» **Do this**
From the listing below, copy each line that contains the word "crowd".

(Named object pointing entries)
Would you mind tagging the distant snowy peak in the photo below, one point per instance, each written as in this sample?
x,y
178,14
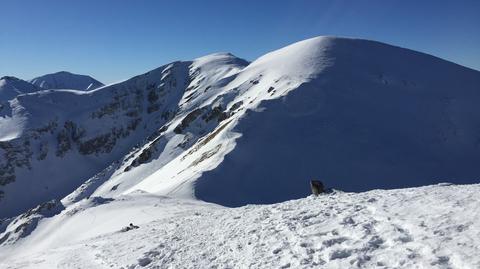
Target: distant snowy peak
x,y
67,80
10,87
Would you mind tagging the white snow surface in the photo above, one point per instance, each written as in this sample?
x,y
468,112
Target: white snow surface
x,y
153,150
427,227
66,80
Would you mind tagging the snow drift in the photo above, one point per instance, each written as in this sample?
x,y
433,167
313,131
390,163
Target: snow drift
x,y
66,80
356,114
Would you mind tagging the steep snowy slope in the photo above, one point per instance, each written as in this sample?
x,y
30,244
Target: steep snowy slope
x,y
427,227
10,87
357,114
66,80
68,136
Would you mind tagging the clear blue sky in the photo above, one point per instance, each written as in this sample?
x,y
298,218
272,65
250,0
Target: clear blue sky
x,y
117,39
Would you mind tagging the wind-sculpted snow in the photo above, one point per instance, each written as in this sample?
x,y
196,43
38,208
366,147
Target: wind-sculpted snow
x,y
67,80
427,227
356,114
64,137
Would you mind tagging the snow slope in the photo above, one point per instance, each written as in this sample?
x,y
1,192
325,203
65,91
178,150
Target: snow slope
x,y
10,87
357,114
427,227
66,80
68,136
76,166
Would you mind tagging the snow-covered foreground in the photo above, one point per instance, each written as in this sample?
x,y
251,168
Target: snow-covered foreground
x,y
427,227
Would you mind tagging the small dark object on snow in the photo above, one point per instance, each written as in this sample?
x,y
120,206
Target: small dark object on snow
x,y
129,227
317,187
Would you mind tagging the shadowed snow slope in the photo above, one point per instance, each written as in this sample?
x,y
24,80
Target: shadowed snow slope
x,y
426,227
369,119
356,114
66,80
10,87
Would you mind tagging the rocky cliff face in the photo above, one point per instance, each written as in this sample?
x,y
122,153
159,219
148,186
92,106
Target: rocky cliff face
x,y
70,136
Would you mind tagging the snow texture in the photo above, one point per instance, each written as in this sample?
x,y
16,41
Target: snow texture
x,y
66,80
77,167
426,227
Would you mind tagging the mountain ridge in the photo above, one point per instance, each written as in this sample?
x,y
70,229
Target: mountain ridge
x,y
186,128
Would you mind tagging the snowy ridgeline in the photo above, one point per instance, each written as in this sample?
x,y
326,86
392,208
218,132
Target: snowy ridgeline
x,y
427,227
77,167
358,114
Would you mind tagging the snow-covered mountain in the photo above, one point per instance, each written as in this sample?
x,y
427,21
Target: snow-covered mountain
x,y
10,87
357,114
427,227
66,80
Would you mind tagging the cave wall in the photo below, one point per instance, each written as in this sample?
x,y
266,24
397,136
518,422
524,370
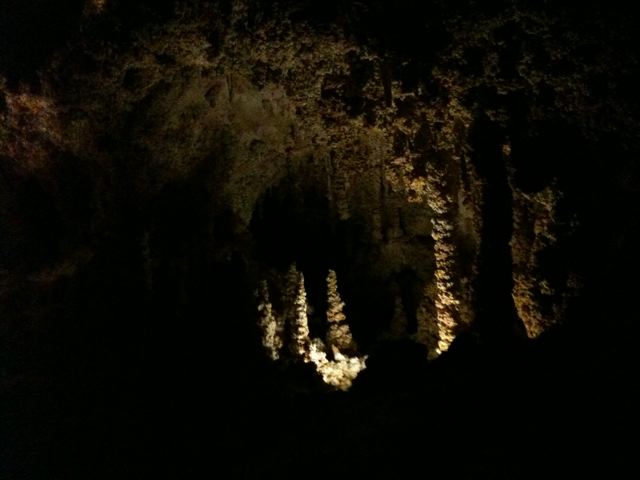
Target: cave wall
x,y
179,128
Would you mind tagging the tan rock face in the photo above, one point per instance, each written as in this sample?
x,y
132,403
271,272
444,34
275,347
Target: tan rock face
x,y
243,107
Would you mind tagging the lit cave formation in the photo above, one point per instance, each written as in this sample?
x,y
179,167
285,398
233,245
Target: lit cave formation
x,y
255,239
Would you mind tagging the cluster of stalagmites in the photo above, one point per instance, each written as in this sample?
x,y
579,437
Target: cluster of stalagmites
x,y
337,360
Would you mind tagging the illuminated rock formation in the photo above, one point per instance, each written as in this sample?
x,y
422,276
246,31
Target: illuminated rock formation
x,y
271,327
339,338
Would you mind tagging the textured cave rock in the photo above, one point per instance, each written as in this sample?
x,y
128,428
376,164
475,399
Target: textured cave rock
x,y
269,120
469,171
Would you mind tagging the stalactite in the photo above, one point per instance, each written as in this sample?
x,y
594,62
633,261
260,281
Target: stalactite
x,y
339,338
300,342
447,301
269,324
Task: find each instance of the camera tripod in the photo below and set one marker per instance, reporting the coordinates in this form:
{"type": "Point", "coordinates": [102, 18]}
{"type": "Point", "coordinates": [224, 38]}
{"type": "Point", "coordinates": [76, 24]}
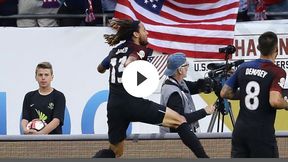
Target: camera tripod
{"type": "Point", "coordinates": [222, 108]}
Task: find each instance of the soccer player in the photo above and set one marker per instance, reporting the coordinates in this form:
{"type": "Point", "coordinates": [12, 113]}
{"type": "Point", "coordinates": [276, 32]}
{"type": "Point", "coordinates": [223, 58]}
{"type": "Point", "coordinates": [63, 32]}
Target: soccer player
{"type": "Point", "coordinates": [258, 84]}
{"type": "Point", "coordinates": [46, 103]}
{"type": "Point", "coordinates": [122, 108]}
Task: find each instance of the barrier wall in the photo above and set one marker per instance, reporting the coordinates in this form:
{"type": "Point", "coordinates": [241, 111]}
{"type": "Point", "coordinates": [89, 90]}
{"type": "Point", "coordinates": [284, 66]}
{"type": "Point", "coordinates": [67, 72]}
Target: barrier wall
{"type": "Point", "coordinates": [217, 145]}
{"type": "Point", "coordinates": [75, 53]}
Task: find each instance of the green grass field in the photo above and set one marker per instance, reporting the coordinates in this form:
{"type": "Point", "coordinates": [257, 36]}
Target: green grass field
{"type": "Point", "coordinates": [281, 123]}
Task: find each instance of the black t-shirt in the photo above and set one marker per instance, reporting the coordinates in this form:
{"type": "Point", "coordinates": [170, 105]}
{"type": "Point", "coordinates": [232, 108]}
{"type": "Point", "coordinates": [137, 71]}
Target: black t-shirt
{"type": "Point", "coordinates": [118, 57]}
{"type": "Point", "coordinates": [45, 107]}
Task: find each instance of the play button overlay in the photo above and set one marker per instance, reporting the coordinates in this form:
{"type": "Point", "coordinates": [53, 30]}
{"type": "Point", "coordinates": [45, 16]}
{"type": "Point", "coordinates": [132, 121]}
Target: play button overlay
{"type": "Point", "coordinates": [140, 78]}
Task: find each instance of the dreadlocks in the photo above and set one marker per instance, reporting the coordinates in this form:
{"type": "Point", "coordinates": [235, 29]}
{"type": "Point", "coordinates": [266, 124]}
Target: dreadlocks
{"type": "Point", "coordinates": [125, 31]}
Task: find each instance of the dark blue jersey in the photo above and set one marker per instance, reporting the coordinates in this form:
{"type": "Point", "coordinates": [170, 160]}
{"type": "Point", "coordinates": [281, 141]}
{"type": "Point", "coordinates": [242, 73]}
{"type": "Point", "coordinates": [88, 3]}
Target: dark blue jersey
{"type": "Point", "coordinates": [256, 79]}
{"type": "Point", "coordinates": [117, 58]}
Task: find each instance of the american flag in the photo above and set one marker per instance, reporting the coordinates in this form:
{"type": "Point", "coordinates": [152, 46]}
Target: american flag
{"type": "Point", "coordinates": [160, 62]}
{"type": "Point", "coordinates": [197, 28]}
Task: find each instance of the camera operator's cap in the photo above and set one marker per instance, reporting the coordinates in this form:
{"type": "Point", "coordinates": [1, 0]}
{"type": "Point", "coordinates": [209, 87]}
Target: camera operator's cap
{"type": "Point", "coordinates": [174, 62]}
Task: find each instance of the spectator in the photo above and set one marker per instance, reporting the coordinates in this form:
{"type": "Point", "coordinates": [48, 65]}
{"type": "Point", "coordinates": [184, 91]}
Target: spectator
{"type": "Point", "coordinates": [37, 7]}
{"type": "Point", "coordinates": [81, 7]}
{"type": "Point", "coordinates": [8, 7]}
{"type": "Point", "coordinates": [45, 103]}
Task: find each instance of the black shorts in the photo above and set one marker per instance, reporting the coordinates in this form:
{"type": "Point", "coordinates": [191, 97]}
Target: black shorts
{"type": "Point", "coordinates": [123, 109]}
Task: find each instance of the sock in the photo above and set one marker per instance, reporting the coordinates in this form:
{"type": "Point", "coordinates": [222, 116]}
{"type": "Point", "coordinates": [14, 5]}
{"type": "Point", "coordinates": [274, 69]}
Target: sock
{"type": "Point", "coordinates": [190, 140]}
{"type": "Point", "coordinates": [104, 153]}
{"type": "Point", "coordinates": [195, 116]}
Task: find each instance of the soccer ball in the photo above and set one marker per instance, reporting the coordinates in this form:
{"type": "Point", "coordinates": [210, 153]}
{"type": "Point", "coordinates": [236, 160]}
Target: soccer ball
{"type": "Point", "coordinates": [36, 124]}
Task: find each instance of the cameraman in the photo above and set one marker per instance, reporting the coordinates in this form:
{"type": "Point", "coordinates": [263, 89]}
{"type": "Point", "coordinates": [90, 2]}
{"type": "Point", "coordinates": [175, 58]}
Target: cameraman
{"type": "Point", "coordinates": [176, 92]}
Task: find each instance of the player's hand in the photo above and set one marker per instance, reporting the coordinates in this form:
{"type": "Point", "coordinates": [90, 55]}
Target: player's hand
{"type": "Point", "coordinates": [113, 24]}
{"type": "Point", "coordinates": [26, 131]}
{"type": "Point", "coordinates": [209, 109]}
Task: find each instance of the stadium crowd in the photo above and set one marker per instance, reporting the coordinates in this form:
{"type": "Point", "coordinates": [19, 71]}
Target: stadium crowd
{"type": "Point", "coordinates": [249, 10]}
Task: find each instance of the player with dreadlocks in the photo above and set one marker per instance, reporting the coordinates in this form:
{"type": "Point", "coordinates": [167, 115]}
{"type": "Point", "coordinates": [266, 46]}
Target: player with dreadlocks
{"type": "Point", "coordinates": [122, 108]}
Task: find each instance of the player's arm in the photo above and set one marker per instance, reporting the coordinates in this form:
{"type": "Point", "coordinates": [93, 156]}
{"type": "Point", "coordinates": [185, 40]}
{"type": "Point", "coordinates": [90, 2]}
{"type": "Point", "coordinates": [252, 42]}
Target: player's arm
{"type": "Point", "coordinates": [138, 54]}
{"type": "Point", "coordinates": [104, 65]}
{"type": "Point", "coordinates": [228, 92]}
{"type": "Point", "coordinates": [277, 101]}
{"type": "Point", "coordinates": [130, 59]}
{"type": "Point", "coordinates": [24, 123]}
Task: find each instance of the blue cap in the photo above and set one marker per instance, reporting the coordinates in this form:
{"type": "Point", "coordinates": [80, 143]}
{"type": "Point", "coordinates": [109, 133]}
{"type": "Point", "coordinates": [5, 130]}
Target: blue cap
{"type": "Point", "coordinates": [174, 62]}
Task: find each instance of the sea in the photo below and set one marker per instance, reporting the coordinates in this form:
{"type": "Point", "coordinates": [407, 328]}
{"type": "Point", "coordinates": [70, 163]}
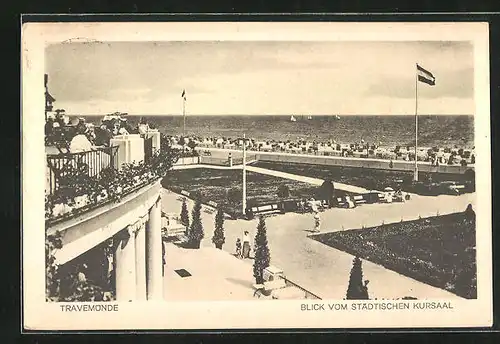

» **Response below**
Task: find each instance of the stadium crowd in the photo above and set one marker per instance, reporting the coordinates in this form:
Target: stadium crowd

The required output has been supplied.